### Direction:
Repeat, word for word, the rows from the line containing "Objective — for the white petal" through the final row, both ends included.

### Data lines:
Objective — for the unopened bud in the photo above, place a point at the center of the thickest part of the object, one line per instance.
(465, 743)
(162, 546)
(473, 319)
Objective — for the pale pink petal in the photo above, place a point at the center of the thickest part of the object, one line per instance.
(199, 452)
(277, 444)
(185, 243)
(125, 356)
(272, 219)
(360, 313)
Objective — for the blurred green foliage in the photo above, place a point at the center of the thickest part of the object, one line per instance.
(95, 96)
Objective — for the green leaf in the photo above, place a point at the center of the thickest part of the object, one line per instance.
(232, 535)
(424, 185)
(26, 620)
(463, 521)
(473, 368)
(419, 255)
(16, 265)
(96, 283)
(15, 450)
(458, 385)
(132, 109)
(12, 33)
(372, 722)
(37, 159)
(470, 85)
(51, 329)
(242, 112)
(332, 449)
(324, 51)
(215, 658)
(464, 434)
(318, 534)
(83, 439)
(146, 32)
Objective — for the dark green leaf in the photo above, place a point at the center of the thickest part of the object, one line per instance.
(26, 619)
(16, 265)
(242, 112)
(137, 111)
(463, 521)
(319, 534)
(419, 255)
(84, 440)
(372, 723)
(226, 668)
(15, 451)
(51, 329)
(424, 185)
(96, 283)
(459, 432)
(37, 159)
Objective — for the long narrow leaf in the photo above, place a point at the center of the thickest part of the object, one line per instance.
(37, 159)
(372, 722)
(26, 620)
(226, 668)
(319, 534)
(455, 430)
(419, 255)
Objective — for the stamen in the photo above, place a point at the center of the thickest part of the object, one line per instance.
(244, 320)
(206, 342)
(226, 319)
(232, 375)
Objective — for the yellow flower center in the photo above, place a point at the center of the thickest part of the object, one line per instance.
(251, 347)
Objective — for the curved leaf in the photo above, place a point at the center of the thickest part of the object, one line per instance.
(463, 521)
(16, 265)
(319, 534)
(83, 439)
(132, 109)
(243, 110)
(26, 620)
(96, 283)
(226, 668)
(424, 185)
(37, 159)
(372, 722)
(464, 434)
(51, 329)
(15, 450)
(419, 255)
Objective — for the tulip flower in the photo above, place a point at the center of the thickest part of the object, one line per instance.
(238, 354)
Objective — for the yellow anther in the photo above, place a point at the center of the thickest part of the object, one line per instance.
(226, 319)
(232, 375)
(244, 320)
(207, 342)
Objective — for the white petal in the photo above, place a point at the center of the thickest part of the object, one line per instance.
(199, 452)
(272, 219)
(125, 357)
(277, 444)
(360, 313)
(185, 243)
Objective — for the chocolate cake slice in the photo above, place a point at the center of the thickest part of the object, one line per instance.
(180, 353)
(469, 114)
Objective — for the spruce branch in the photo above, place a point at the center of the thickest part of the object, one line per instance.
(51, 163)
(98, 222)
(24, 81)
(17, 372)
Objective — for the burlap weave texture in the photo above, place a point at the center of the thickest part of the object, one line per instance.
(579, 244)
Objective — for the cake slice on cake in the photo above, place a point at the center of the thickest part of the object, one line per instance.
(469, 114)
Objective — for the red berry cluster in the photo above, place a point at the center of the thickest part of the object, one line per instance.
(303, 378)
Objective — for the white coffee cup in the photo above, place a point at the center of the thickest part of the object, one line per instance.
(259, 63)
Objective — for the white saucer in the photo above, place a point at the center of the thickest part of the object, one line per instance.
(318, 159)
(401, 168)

### Expected answer:
Objective — for the white petal in the photo above, place a point at the center of the thickest part of the object, one line per instance.
(199, 452)
(272, 219)
(125, 357)
(277, 444)
(360, 313)
(185, 243)
Objective — for the chocolate cake slice in the photo above, place a point at the center of the thickest part of the object, one line per instance.
(180, 353)
(469, 114)
Objective — for the spruce branch in the photo above, place a point at the center of the thickest part of the object, one line per instance.
(51, 163)
(98, 222)
(24, 81)
(17, 372)
Objective — for the burlap weave texture in the photo above, place a point at the center of the thickest part of the object, one line per instance.
(579, 244)
Objective — for the cake slice on cake in the photo above, place a point at the center of the thickest part of the object, one line per instance.
(469, 114)
Objective — for the red berry cluster in the photo above, place a point at the center of the thickest part of the object, one line per instance.
(303, 378)
Objective — for the white coffee cup in the photo above, place a point at the center of the thickest part of the object, one line per instance.
(259, 63)
Objective — for the white saucer in the photo above, place a point at the center of the thickest part of the object, one line per instance.
(318, 159)
(401, 168)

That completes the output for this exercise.